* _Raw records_
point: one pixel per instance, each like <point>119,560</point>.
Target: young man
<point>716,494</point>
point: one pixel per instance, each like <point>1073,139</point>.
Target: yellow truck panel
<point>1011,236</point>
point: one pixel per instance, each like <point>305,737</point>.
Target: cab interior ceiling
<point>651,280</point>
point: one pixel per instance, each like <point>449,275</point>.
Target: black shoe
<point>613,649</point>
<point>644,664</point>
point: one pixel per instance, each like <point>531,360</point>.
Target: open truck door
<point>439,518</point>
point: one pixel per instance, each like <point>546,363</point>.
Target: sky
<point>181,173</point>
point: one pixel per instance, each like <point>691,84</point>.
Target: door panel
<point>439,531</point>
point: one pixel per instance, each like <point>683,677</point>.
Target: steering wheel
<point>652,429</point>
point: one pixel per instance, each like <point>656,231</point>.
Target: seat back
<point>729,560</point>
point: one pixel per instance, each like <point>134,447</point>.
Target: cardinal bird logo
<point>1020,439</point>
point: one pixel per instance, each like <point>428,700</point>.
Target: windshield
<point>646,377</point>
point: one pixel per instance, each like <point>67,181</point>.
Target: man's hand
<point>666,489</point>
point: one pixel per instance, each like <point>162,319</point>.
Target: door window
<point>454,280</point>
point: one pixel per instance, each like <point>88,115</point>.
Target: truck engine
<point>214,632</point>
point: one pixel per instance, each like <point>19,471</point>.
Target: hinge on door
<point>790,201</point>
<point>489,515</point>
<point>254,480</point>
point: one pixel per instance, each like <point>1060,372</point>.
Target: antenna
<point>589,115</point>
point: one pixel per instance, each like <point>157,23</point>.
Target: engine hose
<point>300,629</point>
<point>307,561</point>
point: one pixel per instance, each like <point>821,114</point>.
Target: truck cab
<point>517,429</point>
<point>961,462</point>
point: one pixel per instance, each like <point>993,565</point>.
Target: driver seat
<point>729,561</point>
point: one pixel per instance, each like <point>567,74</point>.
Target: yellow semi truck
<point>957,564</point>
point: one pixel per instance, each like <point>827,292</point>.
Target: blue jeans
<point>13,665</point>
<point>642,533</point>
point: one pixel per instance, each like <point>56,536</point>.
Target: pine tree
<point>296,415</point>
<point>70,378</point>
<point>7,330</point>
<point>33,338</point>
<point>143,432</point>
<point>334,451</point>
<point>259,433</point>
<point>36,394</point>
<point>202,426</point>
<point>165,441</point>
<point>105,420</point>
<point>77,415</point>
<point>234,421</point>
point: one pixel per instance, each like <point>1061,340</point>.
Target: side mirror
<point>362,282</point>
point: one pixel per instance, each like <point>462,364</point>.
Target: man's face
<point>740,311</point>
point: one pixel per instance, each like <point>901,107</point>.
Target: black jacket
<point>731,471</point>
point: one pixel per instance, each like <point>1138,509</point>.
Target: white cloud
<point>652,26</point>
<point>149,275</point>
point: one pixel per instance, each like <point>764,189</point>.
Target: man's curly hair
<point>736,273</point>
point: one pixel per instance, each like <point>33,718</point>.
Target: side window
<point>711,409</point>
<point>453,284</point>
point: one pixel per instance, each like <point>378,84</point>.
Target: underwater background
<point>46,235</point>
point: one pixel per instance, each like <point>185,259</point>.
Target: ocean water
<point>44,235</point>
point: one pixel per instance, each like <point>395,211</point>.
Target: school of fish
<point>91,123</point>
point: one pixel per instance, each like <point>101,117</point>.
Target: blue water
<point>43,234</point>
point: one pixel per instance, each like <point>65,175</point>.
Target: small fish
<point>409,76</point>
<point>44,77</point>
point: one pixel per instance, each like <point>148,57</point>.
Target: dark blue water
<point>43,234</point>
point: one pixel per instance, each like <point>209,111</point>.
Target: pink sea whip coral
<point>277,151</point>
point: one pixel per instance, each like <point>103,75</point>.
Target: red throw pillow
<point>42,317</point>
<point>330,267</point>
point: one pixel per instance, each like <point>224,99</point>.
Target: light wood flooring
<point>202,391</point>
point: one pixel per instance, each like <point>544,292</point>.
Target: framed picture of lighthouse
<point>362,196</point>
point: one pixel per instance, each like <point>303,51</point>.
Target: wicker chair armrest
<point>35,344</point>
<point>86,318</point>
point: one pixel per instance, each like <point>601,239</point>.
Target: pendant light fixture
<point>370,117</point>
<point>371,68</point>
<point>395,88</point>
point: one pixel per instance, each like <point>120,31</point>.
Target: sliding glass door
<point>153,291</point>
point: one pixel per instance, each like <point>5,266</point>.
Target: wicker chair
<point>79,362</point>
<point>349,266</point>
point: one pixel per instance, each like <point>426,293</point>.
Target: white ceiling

* _Work to do_
Copy out every one of the lines above, unchanged.

* _Full answer_
point: one pixel per instance, each like <point>119,560</point>.
Target: young man
<point>716,494</point>
point: one pixel per instance, each like <point>1073,139</point>.
Target: yellow truck panel
<point>1011,236</point>
point: one pixel per instance, each like <point>305,737</point>.
Target: cab interior ceiling
<point>651,280</point>
point: one pixel per instance, each like <point>449,275</point>.
Target: black shoe
<point>613,649</point>
<point>644,664</point>
point: one pixel per instance, each like <point>531,360</point>.
Target: open truck door
<point>439,518</point>
point: one pixel per instance, each like <point>546,363</point>.
Target: sky
<point>181,173</point>
point: one pixel per instance, each like <point>691,84</point>.
Target: door panel
<point>439,531</point>
point: one pixel per instance, each like <point>683,677</point>.
Target: steering wheel
<point>652,429</point>
point: one pixel per instance, each like <point>656,231</point>.
Target: seat back
<point>729,560</point>
point: one pixel per instance, each like <point>134,447</point>.
Target: cardinal bird logo
<point>1020,439</point>
point: one pixel per instance, each like <point>428,700</point>.
Target: windshield
<point>646,377</point>
point: one pixel per instance, each like <point>67,181</point>.
Target: man's hand
<point>666,489</point>
point: one pixel per instance, each like <point>162,319</point>.
Target: door window
<point>454,280</point>
point: one pixel per instance, each like <point>88,115</point>.
Target: truck engine
<point>214,632</point>
point: one pixel per instance, each like <point>19,471</point>.
Target: hinge on door
<point>790,201</point>
<point>489,515</point>
<point>254,480</point>
point: one pixel per instance, each like <point>1060,372</point>.
Target: antenna
<point>589,115</point>
point: one pixel per instance, each like <point>157,23</point>.
Target: engine hose
<point>300,629</point>
<point>307,561</point>
point: one pixel per instance, each like <point>821,114</point>.
Target: truck cab
<point>517,429</point>
<point>961,462</point>
point: one pixel per instance, each like <point>993,565</point>.
Target: driver seat
<point>729,561</point>
point: one pixel per instance, each like <point>567,74</point>.
Target: yellow semi truck
<point>957,564</point>
point: one pixel per instance, each like <point>827,292</point>.
Target: blue jeans
<point>13,665</point>
<point>642,533</point>
point: one pixel per instance, each like <point>56,536</point>.
Target: pine tree
<point>296,415</point>
<point>70,378</point>
<point>7,330</point>
<point>33,338</point>
<point>143,432</point>
<point>334,451</point>
<point>259,433</point>
<point>36,394</point>
<point>202,426</point>
<point>165,441</point>
<point>105,420</point>
<point>77,415</point>
<point>234,421</point>
point: one pixel per instance, each like <point>1061,340</point>.
Target: side mirror
<point>362,282</point>
point: one pixel per instance, each like <point>462,364</point>.
Target: man's face
<point>740,311</point>
point: one pixel per instance, each like <point>901,107</point>.
Target: black jacket
<point>731,471</point>
point: one pixel per instance, each like <point>1138,509</point>.
Target: white cloud
<point>652,26</point>
<point>149,275</point>
point: one pixel per instance, each like <point>764,189</point>.
Target: man's curly hair
<point>736,273</point>
point: one pixel per instance, each like <point>33,718</point>.
Target: side window
<point>711,409</point>
<point>453,284</point>
point: one pixel per instance, each like <point>378,84</point>.
Target: underwater background
<point>46,235</point>
point: one pixel per instance, each like <point>185,259</point>.
Target: ocean water
<point>44,235</point>
point: one pixel per instance, each like <point>395,211</point>.
Target: school of fish
<point>91,123</point>
point: one pixel per instance, each like <point>101,117</point>.
Target: blue water
<point>43,234</point>
point: one pixel per instance, each like <point>65,175</point>.
Target: small fish
<point>409,76</point>
<point>44,77</point>
point: one pixel per instance, each like <point>148,57</point>.
Target: dark blue water
<point>43,234</point>
point: one pixel per instance, each like <point>209,111</point>.
Target: pink sea whip coral
<point>277,151</point>
point: one pixel per instance, each like <point>103,75</point>.
Target: red throw pillow
<point>42,317</point>
<point>330,267</point>
point: one pixel per instance, each like <point>224,99</point>.
Target: light wood flooring
<point>202,391</point>
point: one pixel per instance, each like <point>544,292</point>.
Target: framed picture of lighthouse
<point>362,196</point>
point: one pixel per instance, each like <point>303,51</point>.
Target: wicker chair armrest
<point>35,344</point>
<point>86,318</point>
point: one pixel per instance, each like <point>601,239</point>.
Target: pendant light fixture
<point>370,117</point>
<point>371,68</point>
<point>395,88</point>
point: one pixel per instance, each like <point>120,31</point>.
Target: sliding glass door
<point>153,291</point>
point: one pixel per instance, each like <point>5,266</point>.
Target: wicker chair
<point>79,362</point>
<point>349,266</point>
point: one pixel per instance, each like <point>426,293</point>.
Target: white ceiling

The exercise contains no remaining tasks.